• JOB:
Could you reproduce the entries below with each "gets its own outline" replaced by "is outlined separately" and nothing else altered?

• DATA ROWS:
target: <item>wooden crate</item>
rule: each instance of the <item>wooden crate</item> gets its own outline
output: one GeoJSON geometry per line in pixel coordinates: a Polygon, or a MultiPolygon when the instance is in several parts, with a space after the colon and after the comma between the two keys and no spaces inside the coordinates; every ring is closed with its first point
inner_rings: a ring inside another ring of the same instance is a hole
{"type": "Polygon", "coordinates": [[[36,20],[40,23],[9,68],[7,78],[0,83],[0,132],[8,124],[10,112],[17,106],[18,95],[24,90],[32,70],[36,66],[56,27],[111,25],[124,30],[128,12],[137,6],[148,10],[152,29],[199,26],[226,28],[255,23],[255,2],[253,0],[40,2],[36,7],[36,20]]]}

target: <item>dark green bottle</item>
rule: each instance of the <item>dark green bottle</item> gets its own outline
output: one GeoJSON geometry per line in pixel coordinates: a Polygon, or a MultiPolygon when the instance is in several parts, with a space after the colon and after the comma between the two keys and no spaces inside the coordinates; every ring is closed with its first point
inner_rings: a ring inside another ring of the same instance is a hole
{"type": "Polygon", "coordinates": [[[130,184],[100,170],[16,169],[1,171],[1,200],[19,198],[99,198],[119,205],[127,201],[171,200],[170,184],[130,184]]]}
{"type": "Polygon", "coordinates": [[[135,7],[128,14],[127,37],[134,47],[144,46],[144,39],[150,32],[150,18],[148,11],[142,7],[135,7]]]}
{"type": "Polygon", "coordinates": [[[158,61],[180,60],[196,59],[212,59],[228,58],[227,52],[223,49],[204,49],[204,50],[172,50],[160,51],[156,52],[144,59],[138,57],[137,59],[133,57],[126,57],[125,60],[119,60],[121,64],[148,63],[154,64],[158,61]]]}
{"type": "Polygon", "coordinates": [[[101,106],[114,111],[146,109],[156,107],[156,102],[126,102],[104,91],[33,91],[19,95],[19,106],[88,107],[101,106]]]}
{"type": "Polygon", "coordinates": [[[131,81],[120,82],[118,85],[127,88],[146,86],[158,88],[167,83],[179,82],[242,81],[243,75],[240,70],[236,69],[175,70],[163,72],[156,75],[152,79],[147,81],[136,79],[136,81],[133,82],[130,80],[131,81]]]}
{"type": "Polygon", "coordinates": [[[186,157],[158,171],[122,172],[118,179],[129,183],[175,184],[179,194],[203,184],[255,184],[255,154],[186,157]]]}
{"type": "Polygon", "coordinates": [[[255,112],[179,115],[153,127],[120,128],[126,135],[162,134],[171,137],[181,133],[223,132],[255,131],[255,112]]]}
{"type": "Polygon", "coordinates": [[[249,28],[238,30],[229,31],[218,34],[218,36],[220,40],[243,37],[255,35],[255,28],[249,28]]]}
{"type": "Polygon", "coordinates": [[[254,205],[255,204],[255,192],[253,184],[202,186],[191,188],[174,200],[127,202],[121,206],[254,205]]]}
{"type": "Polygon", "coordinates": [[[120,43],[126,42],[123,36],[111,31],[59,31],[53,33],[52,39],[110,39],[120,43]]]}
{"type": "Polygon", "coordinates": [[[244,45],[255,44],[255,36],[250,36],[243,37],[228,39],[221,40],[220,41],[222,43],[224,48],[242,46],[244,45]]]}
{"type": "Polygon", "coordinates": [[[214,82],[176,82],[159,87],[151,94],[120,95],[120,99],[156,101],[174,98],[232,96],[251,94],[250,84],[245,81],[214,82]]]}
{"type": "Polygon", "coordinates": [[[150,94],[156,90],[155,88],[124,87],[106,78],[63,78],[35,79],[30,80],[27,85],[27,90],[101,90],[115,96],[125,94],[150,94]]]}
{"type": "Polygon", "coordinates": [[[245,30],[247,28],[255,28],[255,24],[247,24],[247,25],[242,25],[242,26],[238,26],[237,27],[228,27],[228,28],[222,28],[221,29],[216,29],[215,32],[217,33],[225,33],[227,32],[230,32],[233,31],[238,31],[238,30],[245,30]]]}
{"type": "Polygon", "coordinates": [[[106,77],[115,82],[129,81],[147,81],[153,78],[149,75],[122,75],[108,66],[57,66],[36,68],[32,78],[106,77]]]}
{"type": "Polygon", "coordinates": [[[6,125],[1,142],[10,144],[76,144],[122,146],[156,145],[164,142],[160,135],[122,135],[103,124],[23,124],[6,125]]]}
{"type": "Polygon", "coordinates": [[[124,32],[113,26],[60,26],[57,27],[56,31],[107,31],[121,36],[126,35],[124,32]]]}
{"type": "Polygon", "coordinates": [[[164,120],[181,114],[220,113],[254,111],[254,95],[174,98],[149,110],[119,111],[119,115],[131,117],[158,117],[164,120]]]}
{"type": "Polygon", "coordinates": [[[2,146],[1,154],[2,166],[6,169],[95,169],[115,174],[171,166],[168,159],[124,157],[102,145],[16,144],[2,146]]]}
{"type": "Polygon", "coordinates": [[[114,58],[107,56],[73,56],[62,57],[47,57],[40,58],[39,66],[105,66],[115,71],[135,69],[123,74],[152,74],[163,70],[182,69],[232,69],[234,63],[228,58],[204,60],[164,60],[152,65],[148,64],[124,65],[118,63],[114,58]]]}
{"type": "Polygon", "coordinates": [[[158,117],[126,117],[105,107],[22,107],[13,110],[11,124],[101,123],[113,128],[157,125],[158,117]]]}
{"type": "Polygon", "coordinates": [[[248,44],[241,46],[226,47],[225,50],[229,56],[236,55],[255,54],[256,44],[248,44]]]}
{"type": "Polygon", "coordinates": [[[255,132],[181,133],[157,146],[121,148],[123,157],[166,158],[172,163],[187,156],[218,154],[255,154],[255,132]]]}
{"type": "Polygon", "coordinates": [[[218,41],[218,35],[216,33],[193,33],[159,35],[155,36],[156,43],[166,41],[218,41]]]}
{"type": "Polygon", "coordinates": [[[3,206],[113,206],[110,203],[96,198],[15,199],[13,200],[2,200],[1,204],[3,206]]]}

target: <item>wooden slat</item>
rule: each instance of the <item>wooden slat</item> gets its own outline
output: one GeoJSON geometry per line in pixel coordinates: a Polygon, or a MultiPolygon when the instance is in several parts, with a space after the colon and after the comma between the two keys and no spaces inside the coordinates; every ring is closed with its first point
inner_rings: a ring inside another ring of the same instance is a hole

• FINAL ANSWER:
target: <item>wooden crate</item>
rule: each instance of the <item>wooden crate</item> is outlined separately
output: one GeoJSON geometry per line in pixel coordinates: a Polygon, or a MultiPolygon when the instance is in several parts, with a space after the colon and after the comma between the two keys and no spaces inside the coordinates; every ring is closed with its first point
inner_rings: a ring inside another ring of the same instance is a hole
{"type": "Polygon", "coordinates": [[[36,20],[40,23],[9,68],[7,78],[0,83],[0,132],[8,124],[10,112],[17,106],[18,95],[24,90],[32,70],[36,66],[56,27],[111,25],[124,30],[128,12],[137,6],[148,10],[152,29],[199,26],[226,28],[255,23],[255,2],[253,0],[40,2],[36,7],[36,20]]]}

target: <item>dark green bottle</item>
rule: each instance of the <item>dark green bottle</item> is outlined separately
output: one GeoJSON geometry per line in pixel coordinates: a Polygon, or a MultiPolygon when the instance is in several parts, with a space after the colon and after the comma between the two keys and no spaces inside the coordinates; every ring is closed with its first point
inner_rings: a ring inside another ring of the same instance is a hole
{"type": "Polygon", "coordinates": [[[130,184],[100,170],[16,169],[1,171],[1,200],[19,198],[99,198],[119,205],[127,201],[171,200],[170,184],[130,184]]]}
{"type": "Polygon", "coordinates": [[[135,7],[128,14],[127,37],[134,47],[144,46],[144,39],[150,32],[150,18],[148,11],[142,7],[135,7]]]}
{"type": "Polygon", "coordinates": [[[158,61],[180,60],[196,59],[212,59],[228,58],[227,52],[223,49],[204,49],[204,50],[172,50],[160,51],[156,52],[144,59],[138,57],[137,59],[133,57],[126,57],[125,60],[119,60],[121,64],[148,63],[154,64],[158,61]]]}
{"type": "Polygon", "coordinates": [[[101,106],[114,111],[146,109],[156,107],[156,102],[126,102],[104,91],[33,91],[19,95],[19,106],[88,107],[101,106]]]}
{"type": "Polygon", "coordinates": [[[131,81],[120,82],[118,85],[127,88],[146,86],[158,88],[167,83],[179,82],[242,81],[243,75],[240,70],[236,69],[175,70],[163,72],[156,75],[152,79],[147,81],[136,79],[136,81],[133,82],[130,80],[131,81]]]}
{"type": "Polygon", "coordinates": [[[186,157],[158,171],[122,172],[118,179],[129,183],[175,184],[179,194],[203,184],[255,184],[255,154],[186,157]]]}
{"type": "Polygon", "coordinates": [[[255,112],[179,115],[153,127],[120,128],[126,135],[162,134],[171,137],[181,133],[223,132],[255,131],[255,112]]]}
{"type": "Polygon", "coordinates": [[[249,28],[238,30],[229,31],[218,34],[218,36],[220,40],[243,37],[255,35],[255,28],[249,28]]]}
{"type": "Polygon", "coordinates": [[[254,205],[255,204],[255,192],[253,184],[202,186],[191,188],[174,200],[127,202],[121,206],[254,205]]]}
{"type": "Polygon", "coordinates": [[[120,43],[126,42],[123,36],[111,31],[59,31],[53,33],[52,39],[110,39],[120,43]]]}
{"type": "Polygon", "coordinates": [[[244,45],[255,44],[255,36],[250,36],[243,37],[228,39],[221,40],[220,41],[222,43],[224,48],[242,46],[244,45]]]}
{"type": "Polygon", "coordinates": [[[214,82],[176,82],[159,87],[151,94],[120,95],[120,99],[156,101],[174,98],[232,96],[251,94],[250,84],[245,81],[214,82]]]}
{"type": "Polygon", "coordinates": [[[150,94],[156,90],[155,88],[124,87],[106,78],[63,78],[35,79],[30,80],[27,85],[27,90],[101,90],[115,96],[125,94],[150,94]]]}
{"type": "Polygon", "coordinates": [[[245,30],[247,28],[255,28],[255,24],[247,24],[247,25],[242,25],[242,26],[238,26],[237,27],[228,27],[228,28],[222,28],[221,29],[216,29],[215,32],[217,33],[225,33],[227,32],[230,32],[233,31],[238,31],[238,30],[245,30]]]}
{"type": "Polygon", "coordinates": [[[106,77],[115,82],[129,81],[147,81],[153,78],[149,75],[122,75],[108,66],[57,66],[36,68],[32,78],[106,77]]]}
{"type": "Polygon", "coordinates": [[[6,125],[1,142],[10,144],[76,144],[122,146],[156,145],[164,142],[160,135],[122,135],[103,124],[23,124],[6,125]]]}
{"type": "Polygon", "coordinates": [[[124,32],[113,26],[60,26],[57,27],[56,31],[107,31],[121,36],[126,35],[124,32]]]}
{"type": "Polygon", "coordinates": [[[164,120],[181,114],[220,113],[254,111],[254,95],[174,98],[149,110],[119,111],[119,115],[131,117],[158,117],[164,120]]]}
{"type": "Polygon", "coordinates": [[[2,146],[1,154],[2,166],[6,169],[95,169],[115,174],[171,166],[168,159],[124,157],[102,145],[16,144],[2,146]]]}
{"type": "Polygon", "coordinates": [[[114,58],[107,56],[73,56],[62,57],[47,57],[40,58],[39,66],[105,66],[115,71],[135,69],[123,74],[152,74],[163,70],[182,69],[232,69],[234,63],[228,58],[204,60],[164,60],[152,65],[148,64],[124,65],[118,63],[114,58]]]}
{"type": "Polygon", "coordinates": [[[158,117],[126,117],[105,107],[22,107],[13,110],[11,124],[101,123],[113,128],[157,125],[158,117]]]}
{"type": "Polygon", "coordinates": [[[248,44],[241,46],[226,47],[225,50],[229,56],[236,55],[255,54],[256,44],[248,44]]]}
{"type": "Polygon", "coordinates": [[[255,132],[181,133],[157,146],[121,148],[123,157],[166,158],[172,163],[187,156],[218,154],[255,154],[255,132]]]}
{"type": "Polygon", "coordinates": [[[218,41],[218,35],[216,33],[193,33],[159,35],[155,36],[156,43],[166,41],[218,41]]]}
{"type": "Polygon", "coordinates": [[[3,206],[113,206],[110,203],[96,198],[15,199],[13,200],[2,200],[1,204],[3,206]]]}

target: <item>wooden slat</item>
rule: each instance of the <item>wooden slat</item> is outlined separately
output: one GeoJSON geometry per line in pixel coordinates: a Polygon, or a MultiPolygon when the instance is in several parts, with a space after the colon and after the comma between the two keys and no spaces inside the coordinates; every ring is closed with its first point
inner_rings: a ring inside another ring of the same instance is a hole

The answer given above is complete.